▸ **DIRECTIVES**:
a – In the passage on stablecoin regulation, rewrite everything from "From these parallels" down to "of the coins.", replacing "lawmakers" with "legislators".
b – Extend the passage on stablecoin regulation beyond its last sentence.

▸ **PAGE EXTRACT**:
------------------------------------

Under the GENIUS Act, any prospective issuer must undergo a rigorous application process and ongoing supervision. The Act mandates that regulators (the FDIC, Federal Reserve, OCC, and National Credit Union Administration (NCUA)) collectively issue rules on everything from capital and liquidity requirements to risk management and governance for stablecoin issuers.[22] Perhaps the most important statutory requirements in the Act are those dealing with reserves and redemption. A permitted issuer must always back its outstanding stablecoins with reserve assets valued at least equal to 100% of the coins in circulation.[23] Permissible reserve assets are spelled out: cash, balances at Federal Reserve or insured banks, short-term U.S. Treasury bills, or other safe, liquid assets specified by regulators.[24] This effectively bans the previous practice of some issuers investing reserves in risky or long-term assets. It also ensures that a stablecoin issuer operates on a fully backed model, meaning it must hold one dollar in safe, liquid assets for every dollar of stablecoins in circulation. Additionally, issuers must have redemption policies guaranteeing that any holder can promptly redeem stablecoins for U.S. dollars.[25]
To protect those reserve assets for the benefit of stablecoin holders, the Act requires issuers to segregate reserves and hold them in safekeeping.[26] In practice, this means the stablecoin reserves must be kept separate from the issuer’s operating funds, in accounts that are structured so as to protect against the company’s creditors in the event of bankruptcy.[27] For example, if a stablecoin issuer partners with a custodian bank or trust company, the reserves might be held in a special custodial account that is not commingled with other assets. The GENIUS Act also obligates issuers to undergo monthly audits or examinations by a registered public accounting firm to verify that the reserves fully cover the stablecoin supply.[28] This continuous oversight is meant to provide transparency and early warning of any shortfall.
From these parallels to banking, by defining stablecoins by statute as a new category of financial instrument, lawmakers carved out a regulatory space separate from traditional banking. The upside is twofold: innovation and stablecoin tailored rules. The downside is that stablecoin holders remain outside the protective umbrella of deposit insurance and the Federal Reserve’s lender-of-last-resort liquidity. The GENIUS Act stops short of addressing and protecting stablecoins in the way bank deposit risks are protected by FDIC insurance. Instead, Congress opted for a regime of preventative regulation, to minimize the chances of stablecoin failure, without extending a guarantee to the holders of the coins.

------------------------------------

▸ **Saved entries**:

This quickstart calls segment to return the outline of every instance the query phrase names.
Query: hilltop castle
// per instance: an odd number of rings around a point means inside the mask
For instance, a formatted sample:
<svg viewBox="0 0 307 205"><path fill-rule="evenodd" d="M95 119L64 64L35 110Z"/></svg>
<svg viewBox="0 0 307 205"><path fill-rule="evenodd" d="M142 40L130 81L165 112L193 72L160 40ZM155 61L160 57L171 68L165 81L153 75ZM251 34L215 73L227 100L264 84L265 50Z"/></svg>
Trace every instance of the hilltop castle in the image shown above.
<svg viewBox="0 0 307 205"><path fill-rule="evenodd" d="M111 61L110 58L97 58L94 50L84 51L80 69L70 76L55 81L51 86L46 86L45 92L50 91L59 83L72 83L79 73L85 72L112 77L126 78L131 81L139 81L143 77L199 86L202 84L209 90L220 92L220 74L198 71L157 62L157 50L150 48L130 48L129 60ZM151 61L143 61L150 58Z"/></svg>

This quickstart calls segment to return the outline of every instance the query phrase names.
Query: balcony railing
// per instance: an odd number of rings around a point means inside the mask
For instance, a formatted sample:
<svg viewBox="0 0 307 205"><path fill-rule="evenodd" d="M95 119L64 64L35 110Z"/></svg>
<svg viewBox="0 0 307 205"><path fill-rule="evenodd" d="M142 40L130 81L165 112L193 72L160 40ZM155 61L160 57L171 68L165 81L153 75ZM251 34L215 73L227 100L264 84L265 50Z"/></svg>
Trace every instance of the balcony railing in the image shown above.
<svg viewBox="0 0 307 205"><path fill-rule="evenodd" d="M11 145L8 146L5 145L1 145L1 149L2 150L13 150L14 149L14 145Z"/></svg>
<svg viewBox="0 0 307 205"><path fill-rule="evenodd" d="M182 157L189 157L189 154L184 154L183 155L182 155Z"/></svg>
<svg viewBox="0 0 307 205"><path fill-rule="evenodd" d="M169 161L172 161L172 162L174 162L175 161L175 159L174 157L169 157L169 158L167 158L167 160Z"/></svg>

------------------------------------

▸ **RESPONSES TO THE EXERCISE**:
a –
From these parallels to banking, by defining stablecoins by statute as a new category of financial instrument, legislators carved out a regulatory space separate from traditional banking. The upside is twofold: innovation and stablecoin tailored rules. The downside is that stablecoin holders remain outside the protective umbrella of deposit insurance and the Federal Reserve’s lender-of-last-resort liquidity. The GENIUS Act stops short of addressing and protecting stablecoins in the way bank deposit risks are protected by FDIC insurance. Instead, Congress opted for a regime of preventative regulation, to minimize the chances of stablecoin failure, without extending a guarantee to the holders of the coins.

b –
III. No FDIC Backstop
With the GENIUS Act’s safeguards, one might ask: if stablecoin issuers are required to hold dollar-for-dollar reserves in safe assets, do they really need FDIC insurance? In theory, a fully reserved stablecoin should always be able to honor redemptions, because for every coin in circulation, there is an equivalent value sitting in cash or Treasuries. If an issuer fails to redeem, holders could claim those segregated reserves. However, in practice there are scenarios where the lack of insurance or a lender-of-last-resort can be acutely felt. Consider a scenario of a run on a stablecoin due to rumors of reserves being tainted or an issuer facing fraud allegations. Even if reserves are adequate, a sudden mass redemption can be disorderly. The issuer might need to sell large amounts of assets to raise cash quickly. In stressed market conditions, that could mean selling at a loss. A reserve that was 100% adequate on paper could shrink below the value of outstanding coins if losses occur. Unlike a bank, a stablecoin issuer cannot borrow from the Federal Reserve’s discount window as a backstop. Nor is there deposit insurance to reassure holders to stay put. This results in a classic self-fulfilling run: everyone has incentive to redeem immediately, for fear that if they are last in line, the reserve pool may be drained or impaired.
History offers parallels. The money market mutual fund panic of 2008 is a useful teaching point. During that crisis, the Reserve Primary Fund (a major institutional money market fund) “broke the buck” on September 16, 2008, when its net asset value fell below $1.00 per share.[29] The fund lacked any insurance, and confidence disappeared until the U.S. Treasury improvised a temporary guarantee program to stop the run. Stablecoins are often compared to money market funds because both rely on a pool of relatively safe assets to maintain a stable $1 value, and both can become vulnerable if investors lose confidence. In fact, it has been noted that without a credible backstop, stablecoins could spread stress into the broader financial system, much like money funds did.[30] If, for example, a major stablecoin invested heavily in bank certificates of deposit or held large uninsured bank deposits as reserves, a redemption wave would mean pulling those funds from banks at the worst possible time. A stablecoin run could thus create liquidity issues at traditional banks. FDIC insurance, by preventing bank deposit runs, has been a pillar of financial stability for nearly 90 years. With stablecoins, an analogous safeguard is lacking.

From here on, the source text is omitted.